* [TEXT TO READ]
[start]
The output of the *complete* alternator assembly is DC - the output of the
alternator stator (part that doesn't move) is AC, which is rectified by the
diodes (six, nine, and sometimes one or two more for good luck) is DC - the
diodes are most usually mounted INSIDE the alternator housing, so that's
why the output of an alternator is said to be DC - this is mostly semantics.

The coils make AC, and the diodes take the AC and make it DC.






>> 7.- When adding load to the alt/batt combination it should be considered
>> that only when the alternator cycle is above 12v. the battery will
>> charge, but  below the 12v, (in every cycle)the battery discharges, if
>> the external load requires more current during that portion of the
>> cycle, than the current that entered the battery during the cycle time
>> above 12v. then the battery would slowly loose charge.
>
>	So a 90 amp Alternator "Averages" 90 amps but may peak at 180 and
>go as low as 0 inbetween Cycles?  Or is 90 amp the PEAK available at top
>of sine wave.
>

A 90 amp alternator can put out 90 amps. While internally, the output
varies, what is finally sent to the battery as "finished product" (DC) is
the rated output of the alternator. Kind of like your engine - if you pick
the correct microsecond, the engine is making NO power (like at TDC between
end of exhaust and start of intake stroke), and is simply coasting on
internal intertia (that's what the flywheel is for), but since we don't
drive on a microsecond-by-microsecond basis, we effectively "average" the
output over a period of time and then send it to the tires.



>> 8.- If the battery is severely discharged, and substantial loads are
>> connected, then Mr. alternator maybe strained and mr. coil o mr. diodes
>> can suffer. (Alt. belt should be in good shape !!!)

That can happen - a short (or near short) to ground can very easily fry an
alternator.



>
>	WHat diodes. 

Yes, they are in there - take an old alternator apart someday - you'll find
them.


 BTW, if Alternator is over strained then Alt.
[end]
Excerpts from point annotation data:
[start]
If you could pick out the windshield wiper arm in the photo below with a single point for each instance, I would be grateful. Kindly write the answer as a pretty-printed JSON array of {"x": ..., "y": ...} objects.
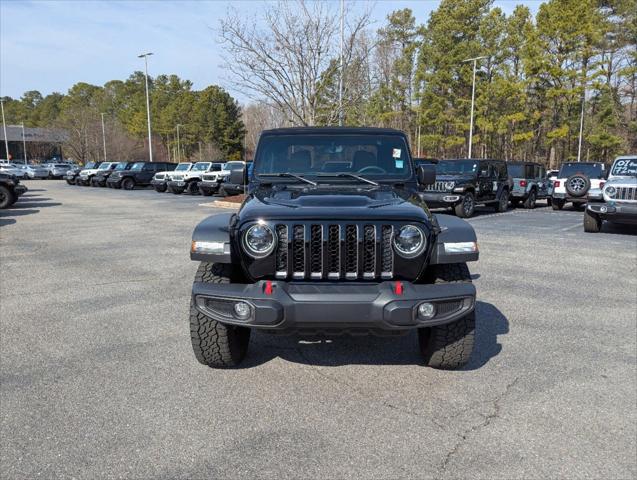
[
  {"x": 350, "y": 175},
  {"x": 289, "y": 175}
]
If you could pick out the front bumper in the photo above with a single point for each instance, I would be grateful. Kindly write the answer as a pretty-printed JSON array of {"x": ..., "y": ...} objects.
[
  {"x": 441, "y": 199},
  {"x": 620, "y": 213},
  {"x": 334, "y": 307}
]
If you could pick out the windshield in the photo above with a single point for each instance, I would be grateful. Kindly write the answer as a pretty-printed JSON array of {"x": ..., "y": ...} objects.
[
  {"x": 591, "y": 170},
  {"x": 625, "y": 166},
  {"x": 456, "y": 167},
  {"x": 373, "y": 156},
  {"x": 201, "y": 166}
]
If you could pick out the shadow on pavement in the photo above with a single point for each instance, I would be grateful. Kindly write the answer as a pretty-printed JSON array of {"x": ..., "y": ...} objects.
[{"x": 332, "y": 351}]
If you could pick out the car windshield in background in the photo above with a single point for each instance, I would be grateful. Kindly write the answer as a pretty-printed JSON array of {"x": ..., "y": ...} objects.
[
  {"x": 377, "y": 156},
  {"x": 456, "y": 167},
  {"x": 625, "y": 167},
  {"x": 201, "y": 166},
  {"x": 591, "y": 170},
  {"x": 234, "y": 166}
]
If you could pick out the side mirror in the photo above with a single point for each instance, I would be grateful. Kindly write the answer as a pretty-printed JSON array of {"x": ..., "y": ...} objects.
[
  {"x": 426, "y": 174},
  {"x": 238, "y": 177}
]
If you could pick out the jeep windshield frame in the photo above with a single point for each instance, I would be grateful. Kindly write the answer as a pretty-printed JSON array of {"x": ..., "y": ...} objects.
[{"x": 328, "y": 157}]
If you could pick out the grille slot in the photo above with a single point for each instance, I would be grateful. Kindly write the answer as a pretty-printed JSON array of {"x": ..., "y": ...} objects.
[
  {"x": 334, "y": 251},
  {"x": 626, "y": 193}
]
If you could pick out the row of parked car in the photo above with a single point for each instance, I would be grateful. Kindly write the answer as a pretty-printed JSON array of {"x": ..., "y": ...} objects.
[{"x": 205, "y": 178}]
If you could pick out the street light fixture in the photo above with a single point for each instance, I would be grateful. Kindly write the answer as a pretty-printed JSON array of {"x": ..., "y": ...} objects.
[
  {"x": 473, "y": 96},
  {"x": 103, "y": 136},
  {"x": 150, "y": 139}
]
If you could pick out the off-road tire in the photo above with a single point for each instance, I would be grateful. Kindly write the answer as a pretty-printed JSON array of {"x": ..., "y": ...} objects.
[
  {"x": 592, "y": 222},
  {"x": 467, "y": 206},
  {"x": 216, "y": 344},
  {"x": 128, "y": 183},
  {"x": 530, "y": 201},
  {"x": 448, "y": 346},
  {"x": 7, "y": 197},
  {"x": 557, "y": 204},
  {"x": 502, "y": 204}
]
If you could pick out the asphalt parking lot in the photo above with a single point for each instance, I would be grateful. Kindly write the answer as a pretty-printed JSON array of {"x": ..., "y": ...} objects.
[{"x": 99, "y": 378}]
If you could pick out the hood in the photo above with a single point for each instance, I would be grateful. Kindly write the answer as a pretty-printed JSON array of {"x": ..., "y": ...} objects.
[{"x": 334, "y": 202}]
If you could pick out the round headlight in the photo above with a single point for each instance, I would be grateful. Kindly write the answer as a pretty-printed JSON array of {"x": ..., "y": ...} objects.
[
  {"x": 409, "y": 241},
  {"x": 259, "y": 241}
]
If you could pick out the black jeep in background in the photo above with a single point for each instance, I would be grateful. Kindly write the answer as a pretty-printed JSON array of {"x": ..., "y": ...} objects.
[
  {"x": 139, "y": 174},
  {"x": 464, "y": 184},
  {"x": 333, "y": 237}
]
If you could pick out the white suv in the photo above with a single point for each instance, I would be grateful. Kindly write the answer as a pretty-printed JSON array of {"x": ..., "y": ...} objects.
[{"x": 576, "y": 181}]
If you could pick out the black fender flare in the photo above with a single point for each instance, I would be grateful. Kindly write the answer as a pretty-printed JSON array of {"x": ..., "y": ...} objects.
[
  {"x": 213, "y": 229},
  {"x": 453, "y": 230}
]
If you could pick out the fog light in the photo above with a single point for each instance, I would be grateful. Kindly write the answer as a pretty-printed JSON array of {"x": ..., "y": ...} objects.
[
  {"x": 242, "y": 310},
  {"x": 426, "y": 310}
]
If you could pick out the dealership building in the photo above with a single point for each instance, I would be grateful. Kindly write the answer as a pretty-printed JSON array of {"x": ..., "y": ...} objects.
[{"x": 41, "y": 143}]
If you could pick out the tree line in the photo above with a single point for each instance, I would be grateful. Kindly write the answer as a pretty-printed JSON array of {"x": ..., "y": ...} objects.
[
  {"x": 539, "y": 77},
  {"x": 210, "y": 124}
]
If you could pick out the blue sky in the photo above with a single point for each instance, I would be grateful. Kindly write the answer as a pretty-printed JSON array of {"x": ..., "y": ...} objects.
[{"x": 50, "y": 45}]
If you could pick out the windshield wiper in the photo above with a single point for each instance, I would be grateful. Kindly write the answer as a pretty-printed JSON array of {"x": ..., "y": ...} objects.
[
  {"x": 288, "y": 175},
  {"x": 349, "y": 175}
]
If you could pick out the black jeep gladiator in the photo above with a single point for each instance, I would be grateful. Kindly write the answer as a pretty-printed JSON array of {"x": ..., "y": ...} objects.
[
  {"x": 463, "y": 184},
  {"x": 333, "y": 237},
  {"x": 10, "y": 190}
]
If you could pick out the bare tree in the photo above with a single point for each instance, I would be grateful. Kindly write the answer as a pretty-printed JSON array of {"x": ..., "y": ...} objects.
[{"x": 289, "y": 62}]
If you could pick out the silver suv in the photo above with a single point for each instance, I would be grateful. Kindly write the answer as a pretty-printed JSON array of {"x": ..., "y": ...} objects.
[{"x": 618, "y": 202}]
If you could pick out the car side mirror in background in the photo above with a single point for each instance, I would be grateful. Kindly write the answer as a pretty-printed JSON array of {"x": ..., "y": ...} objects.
[
  {"x": 426, "y": 174},
  {"x": 238, "y": 177}
]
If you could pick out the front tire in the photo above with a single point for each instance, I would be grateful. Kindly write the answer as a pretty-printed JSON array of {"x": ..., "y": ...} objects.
[
  {"x": 216, "y": 344},
  {"x": 467, "y": 206},
  {"x": 450, "y": 345},
  {"x": 592, "y": 222}
]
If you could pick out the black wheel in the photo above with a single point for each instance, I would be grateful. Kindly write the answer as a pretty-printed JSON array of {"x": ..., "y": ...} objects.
[
  {"x": 503, "y": 203},
  {"x": 192, "y": 188},
  {"x": 557, "y": 204},
  {"x": 530, "y": 200},
  {"x": 448, "y": 346},
  {"x": 216, "y": 344},
  {"x": 128, "y": 183},
  {"x": 466, "y": 207},
  {"x": 7, "y": 197},
  {"x": 592, "y": 222}
]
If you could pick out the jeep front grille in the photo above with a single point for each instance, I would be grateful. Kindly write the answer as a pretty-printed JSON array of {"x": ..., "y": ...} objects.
[
  {"x": 626, "y": 193},
  {"x": 436, "y": 187},
  {"x": 334, "y": 251}
]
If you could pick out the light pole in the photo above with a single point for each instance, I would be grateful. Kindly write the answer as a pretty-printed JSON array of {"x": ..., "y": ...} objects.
[
  {"x": 103, "y": 136},
  {"x": 340, "y": 79},
  {"x": 178, "y": 145},
  {"x": 473, "y": 96},
  {"x": 150, "y": 138},
  {"x": 24, "y": 144},
  {"x": 4, "y": 127}
]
[end]
* [TASK SET]
1. According to the alternator discussion, why is an alternator's output described as DC even though its stator produces AC? Answer in one to three sentences.
2. Output the stretch of the alternator discussion from "A 90 amp alternator can" through "good shape !!!)", copied word for word.
The entries have no connection to the alternator discussion.

* [SOLUTION SET]
1. The AC from the stator is rectified into DC by diodes, and those diodes are usually mounted inside the alternator housing. Because of that, the complete assembly puts out DC, so the alternator's output is said to be DC.

2.
A 90 amp alternator can put out 90 amps. While internally, the output
varies, what is finally sent to the battery as "finished product" (DC) is
the rated output of the alternator. Kind of like your engine - if you pick
the correct microsecond, the engine is making NO power (like at TDC between
end of exhaust and start of intake stroke), and is simply coasting on
internal intertia (that's what the flywheel is for), but since we don't
drive on a microsecond-by-microsecond basis, we effectively "average" the
output over a period of time and then send it to the tires.



>> 8.- If the battery is severely discharged, and substantial loads are
>> connected, then Mr. alternator maybe strained and mr. coil o mr. diodes
>> can suffer. (Alt. belt should be in good shape !!!)